*** Opening DOCUMENT EXCERPT ***

# Bioinformatics Module Project 3

Bioinformatics - Module Project 3

Introduction

The purpose of this project is to help you gain familiarity with aspects of sequence homology, including DNA and protein alignments, the significance of using the appropriate scoring matrices and the using the BLAST search tool.[1]

Presented below are a sequence of exploratory steps you should undertake. Each of these steps is accompanied by a question. This is an individual project. Each of you will submit and be graded on the answer you provide for the question. Some of the questions are marked as General Questions. These are unrelated to the specific steps of the exercise and require independent research on your part.

Assignment

1. Basics: Download the myoglbin protein sequences from the pig, chicken and snake. Since these are full protein sequences, we will use the global sequence alignment method (the Needleman-Wunch). The matlab function to perform this alignment is nwalign. Here is an example of the usage of this function, sequence seq1 and seq2 are being aligned using PAM250 scoring matrix. The function returns the score and the alignment.

[score, align] = nwalign(seq1, seq2, ’scoringmatrix’, @pam250)

Perform the global alignments using PAM-10 and PAM-250 and complete similarity matrix shown in Fig. 1. Note that the similarly matrix is symmetric – so only upper half need be computed.

Complete the following matrix:

PAM - 10                                                                   PAM - 250

Pig        Chicken      Snake                                          Pig        Chicken      Snake

 Pig Chicken Snake

Pig

Chicken Snake

• Is a snake more like a chicken or more like a pig?(c) Is a chicken more like a pig or more like a snake?
• Are the results consistent across the PAM-10 and PAM-250 matrices?
• Why are the results with PAM-10 higher than PAM-250?

*** Closing DOCUMENT EXCERPT ***

## REQUIRED ACTION A
Retype the stretch of the bioinformatics project text from "Perform the global" through "need be computed.".
## REQUIRED ACTION B
List the animals whose myoglobin protein sequences the bioinformatics project text says to download.

*** Opening DATASET ***

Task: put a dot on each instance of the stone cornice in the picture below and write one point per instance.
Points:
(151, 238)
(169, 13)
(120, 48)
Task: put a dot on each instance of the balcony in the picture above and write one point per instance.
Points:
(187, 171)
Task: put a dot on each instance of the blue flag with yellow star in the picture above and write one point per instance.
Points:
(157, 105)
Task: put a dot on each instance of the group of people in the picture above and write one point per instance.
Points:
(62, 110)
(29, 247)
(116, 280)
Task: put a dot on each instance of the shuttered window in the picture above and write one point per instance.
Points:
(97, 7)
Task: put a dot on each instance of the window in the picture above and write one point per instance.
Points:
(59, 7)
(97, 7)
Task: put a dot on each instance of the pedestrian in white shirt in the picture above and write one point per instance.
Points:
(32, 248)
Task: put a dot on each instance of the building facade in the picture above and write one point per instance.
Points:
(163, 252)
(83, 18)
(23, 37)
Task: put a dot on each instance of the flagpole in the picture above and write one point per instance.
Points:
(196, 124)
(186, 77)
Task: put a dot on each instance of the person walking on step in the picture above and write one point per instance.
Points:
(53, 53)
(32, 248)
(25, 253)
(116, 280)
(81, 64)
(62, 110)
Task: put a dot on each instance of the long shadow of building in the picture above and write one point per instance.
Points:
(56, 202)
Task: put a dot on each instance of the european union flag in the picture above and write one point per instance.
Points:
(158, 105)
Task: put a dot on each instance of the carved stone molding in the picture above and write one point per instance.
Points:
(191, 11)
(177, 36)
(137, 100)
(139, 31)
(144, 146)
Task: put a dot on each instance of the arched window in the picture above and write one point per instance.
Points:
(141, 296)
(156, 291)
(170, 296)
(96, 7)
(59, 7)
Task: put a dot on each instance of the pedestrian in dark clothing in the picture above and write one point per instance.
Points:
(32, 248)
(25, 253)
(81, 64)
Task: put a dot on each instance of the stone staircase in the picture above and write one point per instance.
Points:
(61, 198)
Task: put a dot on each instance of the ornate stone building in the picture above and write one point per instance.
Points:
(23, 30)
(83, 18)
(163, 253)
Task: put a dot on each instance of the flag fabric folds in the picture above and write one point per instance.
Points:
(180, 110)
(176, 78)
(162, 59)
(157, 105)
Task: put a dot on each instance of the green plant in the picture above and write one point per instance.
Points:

*** Closing DATASET ***

## TASK SOLUTION A
Perform the global alignments using PAM-10 and PAM-250 and complete similarity matrix shown in Fig. 1. Note that the similarly matrix is symmetric – so only upper half need be computed.

## TASK SOLUTION B
Pig, chicken, snake